Would you repeat the entries beneath, with nothing changed?
______
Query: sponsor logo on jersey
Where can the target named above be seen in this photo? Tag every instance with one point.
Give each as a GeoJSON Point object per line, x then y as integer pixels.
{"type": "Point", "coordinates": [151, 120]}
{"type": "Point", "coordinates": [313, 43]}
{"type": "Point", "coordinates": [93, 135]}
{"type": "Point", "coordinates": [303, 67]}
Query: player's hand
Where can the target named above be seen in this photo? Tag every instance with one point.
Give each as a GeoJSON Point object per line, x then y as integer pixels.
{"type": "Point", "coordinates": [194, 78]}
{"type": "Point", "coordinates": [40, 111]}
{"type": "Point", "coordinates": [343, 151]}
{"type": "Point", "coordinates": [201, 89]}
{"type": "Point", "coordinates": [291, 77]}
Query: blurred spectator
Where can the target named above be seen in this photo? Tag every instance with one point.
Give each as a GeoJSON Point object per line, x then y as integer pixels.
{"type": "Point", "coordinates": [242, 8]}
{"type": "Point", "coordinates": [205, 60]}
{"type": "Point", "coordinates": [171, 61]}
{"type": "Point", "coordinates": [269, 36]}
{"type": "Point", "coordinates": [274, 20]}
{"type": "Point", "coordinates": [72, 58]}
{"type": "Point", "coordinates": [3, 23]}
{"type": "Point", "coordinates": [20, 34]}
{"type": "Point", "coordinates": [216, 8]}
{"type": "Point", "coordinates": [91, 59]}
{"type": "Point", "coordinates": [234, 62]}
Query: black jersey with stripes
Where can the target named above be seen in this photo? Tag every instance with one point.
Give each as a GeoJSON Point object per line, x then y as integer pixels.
______
_Response box_
Query: sponsor logo on jersey
Where can the target named above be seen in this photo? Tag every instance with one point.
Give each as a GeoJSON Point object per line, x then y as integer pixels.
{"type": "Point", "coordinates": [151, 120]}
{"type": "Point", "coordinates": [313, 43]}
{"type": "Point", "coordinates": [93, 135]}
{"type": "Point", "coordinates": [303, 67]}
Query: player's hand
Where can the target named above be seen in this photo? Tag every instance with one point.
Give each as a GeoJSON Point object per line, x then y as integer pixels.
{"type": "Point", "coordinates": [194, 78]}
{"type": "Point", "coordinates": [40, 111]}
{"type": "Point", "coordinates": [343, 151]}
{"type": "Point", "coordinates": [201, 89]}
{"type": "Point", "coordinates": [291, 77]}
Query: blurred spectator
Where can the target named above be seen in this photo? Tag every instance with one point.
Give each as a GeoJSON Point object per line, x then y as integer pixels.
{"type": "Point", "coordinates": [242, 8]}
{"type": "Point", "coordinates": [205, 60]}
{"type": "Point", "coordinates": [171, 61]}
{"type": "Point", "coordinates": [269, 36]}
{"type": "Point", "coordinates": [274, 20]}
{"type": "Point", "coordinates": [72, 58]}
{"type": "Point", "coordinates": [3, 23]}
{"type": "Point", "coordinates": [20, 34]}
{"type": "Point", "coordinates": [216, 8]}
{"type": "Point", "coordinates": [91, 59]}
{"type": "Point", "coordinates": [234, 62]}
Query: black jersey with stripes
Where can the target named above be seen in this photo? Tag every instance with one point.
Give each as a GeoJSON Point object per line, x then y as integer pixels.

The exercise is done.